* _Task data_
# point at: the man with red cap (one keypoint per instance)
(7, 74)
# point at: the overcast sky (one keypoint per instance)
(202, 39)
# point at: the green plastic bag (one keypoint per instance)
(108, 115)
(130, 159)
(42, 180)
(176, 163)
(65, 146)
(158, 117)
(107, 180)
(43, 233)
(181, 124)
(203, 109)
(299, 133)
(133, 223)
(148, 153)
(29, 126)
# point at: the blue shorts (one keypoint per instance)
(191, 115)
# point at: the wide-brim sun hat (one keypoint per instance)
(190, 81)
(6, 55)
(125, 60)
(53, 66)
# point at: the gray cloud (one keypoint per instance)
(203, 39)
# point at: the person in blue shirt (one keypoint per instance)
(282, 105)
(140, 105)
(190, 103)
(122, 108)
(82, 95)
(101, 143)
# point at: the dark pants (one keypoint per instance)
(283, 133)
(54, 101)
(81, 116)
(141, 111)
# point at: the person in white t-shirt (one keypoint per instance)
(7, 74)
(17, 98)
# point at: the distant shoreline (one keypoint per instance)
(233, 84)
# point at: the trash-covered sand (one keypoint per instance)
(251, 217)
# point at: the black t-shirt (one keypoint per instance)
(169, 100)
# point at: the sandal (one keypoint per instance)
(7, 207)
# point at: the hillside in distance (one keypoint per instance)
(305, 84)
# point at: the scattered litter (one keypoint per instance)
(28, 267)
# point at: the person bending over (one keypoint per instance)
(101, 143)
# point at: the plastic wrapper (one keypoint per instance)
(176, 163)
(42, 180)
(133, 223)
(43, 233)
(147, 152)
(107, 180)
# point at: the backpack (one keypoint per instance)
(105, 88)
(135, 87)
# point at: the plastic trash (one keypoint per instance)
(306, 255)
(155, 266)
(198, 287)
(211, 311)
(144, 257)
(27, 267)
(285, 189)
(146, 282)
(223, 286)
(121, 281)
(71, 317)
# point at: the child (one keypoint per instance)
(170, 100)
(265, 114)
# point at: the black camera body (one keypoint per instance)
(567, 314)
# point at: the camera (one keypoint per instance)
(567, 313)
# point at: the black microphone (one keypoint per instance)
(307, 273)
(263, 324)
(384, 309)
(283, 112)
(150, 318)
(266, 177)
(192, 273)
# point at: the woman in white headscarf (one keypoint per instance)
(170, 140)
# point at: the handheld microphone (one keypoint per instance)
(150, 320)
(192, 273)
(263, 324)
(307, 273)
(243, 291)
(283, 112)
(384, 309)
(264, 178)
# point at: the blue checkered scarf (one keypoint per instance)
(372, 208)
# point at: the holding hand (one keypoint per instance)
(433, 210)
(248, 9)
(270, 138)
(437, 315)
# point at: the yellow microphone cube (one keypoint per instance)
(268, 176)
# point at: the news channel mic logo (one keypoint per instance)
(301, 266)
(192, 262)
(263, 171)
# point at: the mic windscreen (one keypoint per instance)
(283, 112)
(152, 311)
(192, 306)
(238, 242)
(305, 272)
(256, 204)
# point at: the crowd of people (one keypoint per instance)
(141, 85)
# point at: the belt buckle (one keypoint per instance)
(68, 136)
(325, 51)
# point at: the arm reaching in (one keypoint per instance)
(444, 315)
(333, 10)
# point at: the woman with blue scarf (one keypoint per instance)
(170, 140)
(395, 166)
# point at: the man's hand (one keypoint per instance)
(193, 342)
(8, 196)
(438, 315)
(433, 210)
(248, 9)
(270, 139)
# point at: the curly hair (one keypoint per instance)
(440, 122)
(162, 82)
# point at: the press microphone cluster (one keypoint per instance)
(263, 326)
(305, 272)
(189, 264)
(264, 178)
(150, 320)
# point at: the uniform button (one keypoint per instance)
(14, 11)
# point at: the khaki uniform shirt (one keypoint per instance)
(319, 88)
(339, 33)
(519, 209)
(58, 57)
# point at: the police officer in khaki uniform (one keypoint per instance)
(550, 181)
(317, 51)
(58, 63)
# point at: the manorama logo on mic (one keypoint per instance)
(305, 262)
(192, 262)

* _Problem description_
Every entry needs to be retyped exactly.

* _Response below_
# point at: the man with red cap (one keypoint per instance)
(7, 74)
# point at: the overcast sky (one keypoint per instance)
(202, 39)
# point at: the green plastic bag (one keypoint per instance)
(108, 115)
(130, 159)
(42, 180)
(176, 163)
(65, 146)
(158, 117)
(107, 180)
(43, 233)
(181, 124)
(203, 109)
(299, 133)
(133, 223)
(148, 153)
(29, 126)
# point at: the blue shorts (one keypoint per instance)
(191, 115)
# point at: the wide-brim sun hat (one keypoint per instance)
(190, 81)
(6, 55)
(125, 60)
(53, 66)
# point at: the gray cloud (one keypoint per instance)
(203, 39)
# point at: the person in blue shirt (one keypoint per instance)
(282, 105)
(140, 105)
(190, 103)
(122, 108)
(82, 95)
(101, 143)
# point at: the dark pants (one keypoint per instance)
(283, 133)
(54, 101)
(81, 116)
(141, 111)
# point at: the person in white t-shirt (one keypoint per instance)
(7, 74)
(17, 98)
# point at: the distant shoreline (one keypoint per instance)
(233, 84)
# point at: the trash-covered sand (one keypoint per instance)
(251, 217)
# point at: the black t-shirt (one keypoint per instance)
(169, 100)
# point at: the sandal (one keypoint per instance)
(7, 207)
# point at: the hillside in distance (one keypoint per instance)
(305, 84)
# point at: the scattered litter (one keypoint per instance)
(28, 267)
# point at: the person bending over (one keypoint per instance)
(101, 143)
# point at: the plastic wrapper (one keypoint per instance)
(176, 163)
(42, 180)
(133, 223)
(43, 233)
(147, 152)
(107, 180)
# point at: the backpack (one keypoint per instance)
(105, 88)
(135, 87)
# point at: the plastic trash (one keypoint per instance)
(306, 255)
(155, 266)
(198, 287)
(211, 311)
(144, 257)
(27, 267)
(285, 189)
(146, 282)
(223, 286)
(121, 281)
(71, 317)
# point at: the child (one keypoint per instance)
(170, 100)
(265, 114)
# point at: the black camera body (one keypoint per instance)
(567, 314)
# point at: the camera (one keypoint per instance)
(567, 313)
# point at: the black microphone (one keypoint per instance)
(307, 273)
(263, 324)
(384, 309)
(283, 112)
(150, 318)
(266, 177)
(192, 273)
# point at: the woman in white headscarf (one keypoint per instance)
(170, 140)
# point at: the handheld microphone (one keypoint per instance)
(150, 320)
(192, 273)
(263, 324)
(307, 273)
(243, 291)
(283, 112)
(384, 309)
(264, 178)
# point at: the blue checkered scarf (one keypoint per instance)
(372, 208)
# point at: the holding hand (one keypoint per instance)
(433, 210)
(248, 9)
(270, 138)
(437, 315)
# point at: the yellow microphone cube (one keypoint per instance)
(268, 176)
# point at: the news channel mic logo (one keypoint per instance)
(301, 266)
(192, 262)
(263, 171)
# point at: the mic windscreen (one keypoint per instance)
(283, 112)
(152, 311)
(192, 306)
(238, 242)
(305, 272)
(256, 204)
# point at: the crowd of people (one keypoint per instance)
(141, 85)
# point at: the belt buckle (one keypoint per instance)
(68, 136)
(325, 51)
# point at: the arm reaching in (one keypoint per instance)
(444, 315)
(333, 10)
# point at: the woman with blue scarf (one keypoint per instance)
(170, 140)
(395, 166)
# point at: the man's hand (one keypoint per instance)
(193, 342)
(8, 196)
(438, 315)
(433, 210)
(248, 9)
(270, 139)
# point at: the curly hair (one keypoint per instance)
(440, 122)
(162, 82)
# point at: the press microphone cluster (one keypoint per instance)
(263, 326)
(305, 272)
(189, 264)
(264, 178)
(150, 320)
# point at: the uniform button (one keypoint per instance)
(14, 11)
# point at: the khaki uniform shirt (one keypoint per instance)
(319, 88)
(339, 33)
(519, 209)
(58, 57)
# point at: the police officer in khaki uniform (one keypoint per instance)
(550, 181)
(317, 51)
(58, 63)
# point at: the manorama logo on mic (one keypoint per instance)
(305, 262)
(192, 262)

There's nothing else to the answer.